# TASK GOAL
What is needed is an exact copy of the entries below, from the line that contains "Where can the dealership" through the final line, both included, and nothing else.

# ROWS

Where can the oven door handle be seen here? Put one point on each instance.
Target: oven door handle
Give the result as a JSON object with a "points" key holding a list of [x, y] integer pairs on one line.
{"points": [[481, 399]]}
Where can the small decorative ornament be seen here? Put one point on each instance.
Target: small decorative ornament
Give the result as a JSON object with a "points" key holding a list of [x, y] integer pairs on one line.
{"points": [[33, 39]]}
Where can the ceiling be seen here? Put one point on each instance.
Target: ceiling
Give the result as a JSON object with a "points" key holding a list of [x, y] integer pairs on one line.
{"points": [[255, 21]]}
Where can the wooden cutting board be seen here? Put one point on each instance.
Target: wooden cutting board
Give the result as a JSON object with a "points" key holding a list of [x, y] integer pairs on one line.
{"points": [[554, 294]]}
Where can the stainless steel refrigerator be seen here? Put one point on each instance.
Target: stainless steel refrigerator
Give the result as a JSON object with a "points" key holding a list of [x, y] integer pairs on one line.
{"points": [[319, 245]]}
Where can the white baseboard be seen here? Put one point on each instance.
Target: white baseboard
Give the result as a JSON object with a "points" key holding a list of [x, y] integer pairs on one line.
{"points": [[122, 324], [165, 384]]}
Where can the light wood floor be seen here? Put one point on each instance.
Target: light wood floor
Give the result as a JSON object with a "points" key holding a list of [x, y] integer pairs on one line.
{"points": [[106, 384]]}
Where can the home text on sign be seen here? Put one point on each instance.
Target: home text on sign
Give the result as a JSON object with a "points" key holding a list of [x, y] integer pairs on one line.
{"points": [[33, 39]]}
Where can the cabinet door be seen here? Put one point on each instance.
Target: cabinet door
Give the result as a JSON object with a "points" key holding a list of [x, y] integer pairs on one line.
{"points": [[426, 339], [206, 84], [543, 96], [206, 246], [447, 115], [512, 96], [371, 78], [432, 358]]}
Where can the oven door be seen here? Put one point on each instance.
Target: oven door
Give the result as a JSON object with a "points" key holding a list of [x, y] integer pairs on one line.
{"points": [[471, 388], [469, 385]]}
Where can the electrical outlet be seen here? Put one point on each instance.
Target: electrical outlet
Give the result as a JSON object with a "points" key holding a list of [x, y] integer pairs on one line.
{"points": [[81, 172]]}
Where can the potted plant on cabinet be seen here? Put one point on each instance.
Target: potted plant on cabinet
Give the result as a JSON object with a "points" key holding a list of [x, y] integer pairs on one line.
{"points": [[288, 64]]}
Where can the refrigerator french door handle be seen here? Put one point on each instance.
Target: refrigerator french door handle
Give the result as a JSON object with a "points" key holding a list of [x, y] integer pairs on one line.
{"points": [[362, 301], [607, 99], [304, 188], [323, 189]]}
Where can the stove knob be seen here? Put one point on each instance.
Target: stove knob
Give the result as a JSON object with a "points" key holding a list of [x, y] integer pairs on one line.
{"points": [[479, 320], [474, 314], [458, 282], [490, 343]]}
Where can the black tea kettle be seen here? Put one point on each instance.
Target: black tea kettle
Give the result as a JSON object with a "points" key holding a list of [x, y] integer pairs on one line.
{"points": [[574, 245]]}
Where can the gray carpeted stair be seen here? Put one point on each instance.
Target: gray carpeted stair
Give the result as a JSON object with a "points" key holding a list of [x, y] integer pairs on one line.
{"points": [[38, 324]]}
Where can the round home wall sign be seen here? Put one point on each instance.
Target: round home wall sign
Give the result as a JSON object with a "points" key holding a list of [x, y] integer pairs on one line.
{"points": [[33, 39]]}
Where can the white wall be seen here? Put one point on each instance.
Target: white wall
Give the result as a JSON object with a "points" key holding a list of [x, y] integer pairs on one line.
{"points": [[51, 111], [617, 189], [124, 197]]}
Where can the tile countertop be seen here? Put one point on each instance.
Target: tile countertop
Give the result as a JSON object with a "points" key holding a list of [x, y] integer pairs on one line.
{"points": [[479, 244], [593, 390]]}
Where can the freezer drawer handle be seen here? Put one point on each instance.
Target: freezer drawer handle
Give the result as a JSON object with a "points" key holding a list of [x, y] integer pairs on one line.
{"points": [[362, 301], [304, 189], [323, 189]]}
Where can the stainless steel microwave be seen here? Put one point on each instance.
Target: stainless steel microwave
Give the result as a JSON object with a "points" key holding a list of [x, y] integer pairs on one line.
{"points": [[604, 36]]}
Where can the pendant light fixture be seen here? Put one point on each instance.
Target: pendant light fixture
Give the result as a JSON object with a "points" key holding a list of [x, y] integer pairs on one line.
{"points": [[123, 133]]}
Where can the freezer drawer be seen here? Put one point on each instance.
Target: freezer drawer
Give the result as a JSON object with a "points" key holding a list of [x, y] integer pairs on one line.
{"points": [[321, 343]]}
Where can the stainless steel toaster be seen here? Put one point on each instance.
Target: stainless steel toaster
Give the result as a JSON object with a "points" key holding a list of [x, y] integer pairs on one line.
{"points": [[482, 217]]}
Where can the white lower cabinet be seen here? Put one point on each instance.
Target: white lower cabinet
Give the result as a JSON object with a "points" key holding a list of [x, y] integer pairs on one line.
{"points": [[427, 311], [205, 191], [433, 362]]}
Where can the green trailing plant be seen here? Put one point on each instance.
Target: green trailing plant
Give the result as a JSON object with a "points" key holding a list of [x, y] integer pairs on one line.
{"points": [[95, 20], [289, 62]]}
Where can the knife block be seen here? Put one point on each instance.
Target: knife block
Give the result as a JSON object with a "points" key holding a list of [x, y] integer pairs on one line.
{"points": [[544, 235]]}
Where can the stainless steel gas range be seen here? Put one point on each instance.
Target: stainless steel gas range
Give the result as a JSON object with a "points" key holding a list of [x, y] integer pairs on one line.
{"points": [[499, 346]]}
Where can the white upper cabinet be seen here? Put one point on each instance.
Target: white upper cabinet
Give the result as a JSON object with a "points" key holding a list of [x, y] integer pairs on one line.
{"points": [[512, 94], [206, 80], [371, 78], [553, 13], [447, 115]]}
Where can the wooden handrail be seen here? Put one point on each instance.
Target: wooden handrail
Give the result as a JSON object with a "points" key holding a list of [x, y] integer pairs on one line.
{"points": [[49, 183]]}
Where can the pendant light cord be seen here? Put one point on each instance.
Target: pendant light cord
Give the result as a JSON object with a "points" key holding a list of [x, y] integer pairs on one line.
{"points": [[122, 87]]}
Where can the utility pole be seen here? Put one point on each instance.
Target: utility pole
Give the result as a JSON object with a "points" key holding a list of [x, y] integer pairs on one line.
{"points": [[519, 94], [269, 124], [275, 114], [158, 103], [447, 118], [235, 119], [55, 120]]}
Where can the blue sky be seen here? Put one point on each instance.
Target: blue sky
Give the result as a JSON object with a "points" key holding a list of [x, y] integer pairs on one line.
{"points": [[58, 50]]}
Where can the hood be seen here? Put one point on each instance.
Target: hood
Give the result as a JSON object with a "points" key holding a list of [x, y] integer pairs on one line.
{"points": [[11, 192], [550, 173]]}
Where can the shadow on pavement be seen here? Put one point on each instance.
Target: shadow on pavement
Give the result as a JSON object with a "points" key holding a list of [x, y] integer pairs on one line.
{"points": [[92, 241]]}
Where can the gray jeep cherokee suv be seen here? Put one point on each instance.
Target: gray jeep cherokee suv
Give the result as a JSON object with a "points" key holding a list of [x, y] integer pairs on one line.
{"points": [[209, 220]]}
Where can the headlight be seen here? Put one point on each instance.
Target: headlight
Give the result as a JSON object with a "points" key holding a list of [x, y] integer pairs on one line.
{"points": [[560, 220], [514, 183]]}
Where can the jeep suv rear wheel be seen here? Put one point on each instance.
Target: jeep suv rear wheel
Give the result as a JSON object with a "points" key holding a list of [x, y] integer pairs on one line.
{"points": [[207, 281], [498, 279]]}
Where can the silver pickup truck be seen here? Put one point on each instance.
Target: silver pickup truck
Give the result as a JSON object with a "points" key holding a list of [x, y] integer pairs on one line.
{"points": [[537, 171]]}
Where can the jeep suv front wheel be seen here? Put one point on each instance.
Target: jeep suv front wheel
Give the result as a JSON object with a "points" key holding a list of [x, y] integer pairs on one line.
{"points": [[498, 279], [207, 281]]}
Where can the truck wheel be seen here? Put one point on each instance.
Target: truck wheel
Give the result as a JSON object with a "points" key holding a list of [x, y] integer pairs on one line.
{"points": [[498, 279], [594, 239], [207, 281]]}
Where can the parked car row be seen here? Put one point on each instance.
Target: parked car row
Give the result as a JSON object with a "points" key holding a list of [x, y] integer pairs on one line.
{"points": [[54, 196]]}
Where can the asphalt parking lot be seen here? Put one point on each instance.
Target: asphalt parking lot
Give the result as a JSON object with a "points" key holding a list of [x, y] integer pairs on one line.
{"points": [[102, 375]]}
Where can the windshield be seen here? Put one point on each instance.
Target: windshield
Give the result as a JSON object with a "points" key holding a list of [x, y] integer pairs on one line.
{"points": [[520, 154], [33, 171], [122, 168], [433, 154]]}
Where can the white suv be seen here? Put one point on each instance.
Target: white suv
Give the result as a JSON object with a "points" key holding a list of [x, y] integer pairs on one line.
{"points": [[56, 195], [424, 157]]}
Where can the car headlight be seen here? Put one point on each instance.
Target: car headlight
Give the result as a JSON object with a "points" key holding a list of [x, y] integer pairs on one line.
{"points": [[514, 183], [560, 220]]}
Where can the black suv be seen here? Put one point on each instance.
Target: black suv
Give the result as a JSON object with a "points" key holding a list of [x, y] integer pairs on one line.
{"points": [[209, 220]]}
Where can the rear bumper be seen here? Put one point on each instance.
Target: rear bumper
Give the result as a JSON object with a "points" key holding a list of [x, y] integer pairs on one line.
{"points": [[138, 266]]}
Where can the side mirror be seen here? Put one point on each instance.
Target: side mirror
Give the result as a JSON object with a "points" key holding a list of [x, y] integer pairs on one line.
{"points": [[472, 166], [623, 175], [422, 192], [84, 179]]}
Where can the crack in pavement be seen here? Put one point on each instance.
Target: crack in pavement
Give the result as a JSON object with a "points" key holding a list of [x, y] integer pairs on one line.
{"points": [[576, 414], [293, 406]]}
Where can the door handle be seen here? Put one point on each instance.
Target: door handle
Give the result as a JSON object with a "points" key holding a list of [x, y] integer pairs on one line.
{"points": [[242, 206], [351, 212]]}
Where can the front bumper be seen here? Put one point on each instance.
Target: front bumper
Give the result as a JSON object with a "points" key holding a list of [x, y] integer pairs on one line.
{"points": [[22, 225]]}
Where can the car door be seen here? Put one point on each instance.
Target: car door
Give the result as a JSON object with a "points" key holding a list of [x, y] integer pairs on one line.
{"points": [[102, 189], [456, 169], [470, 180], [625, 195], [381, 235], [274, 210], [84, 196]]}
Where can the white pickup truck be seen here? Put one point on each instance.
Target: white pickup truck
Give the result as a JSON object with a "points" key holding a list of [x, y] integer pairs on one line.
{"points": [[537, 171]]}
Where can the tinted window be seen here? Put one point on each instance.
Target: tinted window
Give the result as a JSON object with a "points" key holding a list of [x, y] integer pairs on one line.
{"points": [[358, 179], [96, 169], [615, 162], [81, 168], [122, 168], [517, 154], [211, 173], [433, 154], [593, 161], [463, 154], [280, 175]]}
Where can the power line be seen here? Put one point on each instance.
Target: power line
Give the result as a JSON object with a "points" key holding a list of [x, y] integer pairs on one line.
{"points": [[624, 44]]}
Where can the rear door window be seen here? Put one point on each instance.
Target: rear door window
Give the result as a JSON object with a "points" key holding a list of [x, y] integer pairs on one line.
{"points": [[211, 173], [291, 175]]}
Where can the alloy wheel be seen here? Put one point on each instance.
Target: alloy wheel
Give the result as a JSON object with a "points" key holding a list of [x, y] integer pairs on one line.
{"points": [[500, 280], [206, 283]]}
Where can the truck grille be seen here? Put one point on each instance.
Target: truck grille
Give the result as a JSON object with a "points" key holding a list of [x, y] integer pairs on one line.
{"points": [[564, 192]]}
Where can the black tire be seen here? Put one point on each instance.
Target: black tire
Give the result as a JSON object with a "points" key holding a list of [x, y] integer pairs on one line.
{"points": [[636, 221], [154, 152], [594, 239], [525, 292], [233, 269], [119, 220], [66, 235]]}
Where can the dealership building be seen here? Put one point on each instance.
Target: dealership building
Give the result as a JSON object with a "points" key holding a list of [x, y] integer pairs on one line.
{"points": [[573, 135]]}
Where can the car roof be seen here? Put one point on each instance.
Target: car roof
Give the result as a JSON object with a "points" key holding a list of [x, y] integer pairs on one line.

# TASK RESPONSE
Where can the dealership building be seen here? Put one point on each instance.
Target: dealership building
Give the result as a JSON object with a "points" key holding a list of [x, y] integer pairs on one line.
{"points": [[573, 135]]}
Where can the car roof be seen here? Put one point on each instance.
Target: car roof
Give the result as a JSON object with a "points" key holding a list of [x, y] integer pairs on one line.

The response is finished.